* **Jobs**
1 > In the text on Meta's efficiency agent platform, what do agents query before taking action?
2 > Resume the text on Meta's efficiency agent platform, picking up right after its final sentence.
* begin Extract to read *
The platform encodes senior efficiency engineer expertise into reusable, composable skills. Agents operate through a standardized tool interface that works across heterogeneous infrastructure. This lets the program scale megawatt delivery without proportionally scaling headcount.

The Two-Front Problem

Meta’s efficiency work splits into offense and defense:

Offense: Proactively finding optimization opportunities across product areas. Engineers manually identify wins but can only address a fraction of them.

Defense: Catching regressions that make it to production. FBDetect (Meta’s in-house regression detection tool) catches thousands of regressions weekly. Each unresolved regression compounds power waste across the fleet.

The agent platform addresses both. On defense, automated resolution prevents megawatts from compounding. On offense, AI-assisted opportunity resolution expands to more product areas every half, handling a growing volume of wins that engineers would never reach manually.

Unified Tool Interface Architecture

The core abstraction is a standardized tool interface that encodes domain expertise. Instead of agents directly calling infrastructure APIs, they invoke tools that wrap domain knowledge.

Tool interface components:

  • Skill definitions: Reusable actions like “analyze memory allocation pattern” or “adjust cache eviction policy”
  • Parameter schemas: Typed inputs that constrain agent behavior (service name, metric threshold, rollback criteria)
  • Execution context: Resource locks, approval gates, and rollback triggers
  • Success metrics: Power savings, latency impact, error rate changes

The interface standardizes how agents interact with infrastructure regardless of the underlying system. An agent optimizing memory usage in a storage service uses the same tool interface as one tuning CPU scheduling in a compute cluster.

This abstraction layer solves three problems:

  1. Heterogeneity: Meta’s infrastructure spans custom hardware, open source systems, and proprietary services. The tool interface hides this complexity.
  2. Safety: Tools encode guardrails (resource limits, rollback conditions) that prevent runaway behavior.
  3. Composability: Skills combine into multi-step workflows without custom orchestration logic per task.

Orchestration and State Management

When multiple performance issues compete for the same resources, the orchestration layer coordinates agent actions.

Coordination mechanisms:

  • Resource locking: Agents acquire locks before modifying infrastructure to prevent conflicting changes
  • Priority queuing: High-impact regressions (measured in megawatts) preempt lower-priority optimizations
  • Dependency tracking: Some optimizations require others to complete first (example: memory reallocation before cache tuning)

State management tracks:

  • In-flight changes: What each agent is modifying and expected completion time
  • Rollback checkpoints: Snapshots of configuration and metrics before changes
  • Success criteria: Target metrics and acceptable degradation bounds

The system uses a centralized state store that agents query before taking action. This prevents race conditions where two agents optimize the same service simultaneously.

Observability and Safety Gates

Production infrastructure agents need observability that answers: what did the agent decide, why, and what happened?
* end Extract to read *
* begin Dataset extract *
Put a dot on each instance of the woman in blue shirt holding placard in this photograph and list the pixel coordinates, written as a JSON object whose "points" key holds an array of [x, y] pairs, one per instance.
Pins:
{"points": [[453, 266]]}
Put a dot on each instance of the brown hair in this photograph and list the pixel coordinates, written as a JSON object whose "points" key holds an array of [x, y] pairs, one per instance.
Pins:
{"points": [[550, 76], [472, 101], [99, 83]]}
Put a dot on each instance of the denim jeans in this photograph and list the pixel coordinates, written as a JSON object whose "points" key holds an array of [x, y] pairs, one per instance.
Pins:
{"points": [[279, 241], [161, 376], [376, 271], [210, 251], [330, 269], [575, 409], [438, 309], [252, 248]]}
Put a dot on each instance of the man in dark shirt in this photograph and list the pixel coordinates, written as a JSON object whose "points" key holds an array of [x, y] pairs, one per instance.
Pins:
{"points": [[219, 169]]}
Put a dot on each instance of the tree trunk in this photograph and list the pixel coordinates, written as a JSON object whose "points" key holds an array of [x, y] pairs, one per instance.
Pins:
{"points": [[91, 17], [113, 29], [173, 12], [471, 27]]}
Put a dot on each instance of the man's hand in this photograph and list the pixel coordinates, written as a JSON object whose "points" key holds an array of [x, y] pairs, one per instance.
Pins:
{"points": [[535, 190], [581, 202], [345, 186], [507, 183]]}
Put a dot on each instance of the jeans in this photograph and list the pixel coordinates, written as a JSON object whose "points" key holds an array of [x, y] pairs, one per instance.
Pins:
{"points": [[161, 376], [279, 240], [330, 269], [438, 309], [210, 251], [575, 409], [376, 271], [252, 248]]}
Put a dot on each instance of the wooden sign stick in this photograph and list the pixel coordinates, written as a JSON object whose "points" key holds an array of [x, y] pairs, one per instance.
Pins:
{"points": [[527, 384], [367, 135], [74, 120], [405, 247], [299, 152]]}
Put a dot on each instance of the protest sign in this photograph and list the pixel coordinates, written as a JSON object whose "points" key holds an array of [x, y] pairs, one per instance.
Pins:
* end Dataset extract *
* **Task-by-task outputs**
1 > A centralized state store.

2 >
Observability stack:

  • Decision logs: Agent reasoning traces showing which tools were considered and why one was selected
  • Metric correlation: Pre-change and post-change metrics (power, latency, error rate) linked to agent actions
  • Rollback triggers: Automated rollback when metrics exceed degradation thresholds

Safety gates:

Gate TypeTrigger ConditionAction
Pre-execution approvalChange affects critical serviceHuman approval required
Error rate rollbackError rate increase >5%Automatic rollback
Latency rollbackLatency degradation >10%Automatic rollback
Cumulative failureRepeated rollbacksDisable agent for manual review

The system measures success by power savings and engineering time freed. Agents that consistently trigger rollbacks get disabled until engineers review the tool definitions or agent prompts.

Failure Modes and Mitigations

Failure mode 1: Agent optimizes one metric at the expense of another

Example: Reducing memory usage increases CPU cycles, negating power savings.

Mitigation: Tools return multi-dimensional success metrics. Agents must satisfy all constraints (power, latency, error rate) or the change rolls back.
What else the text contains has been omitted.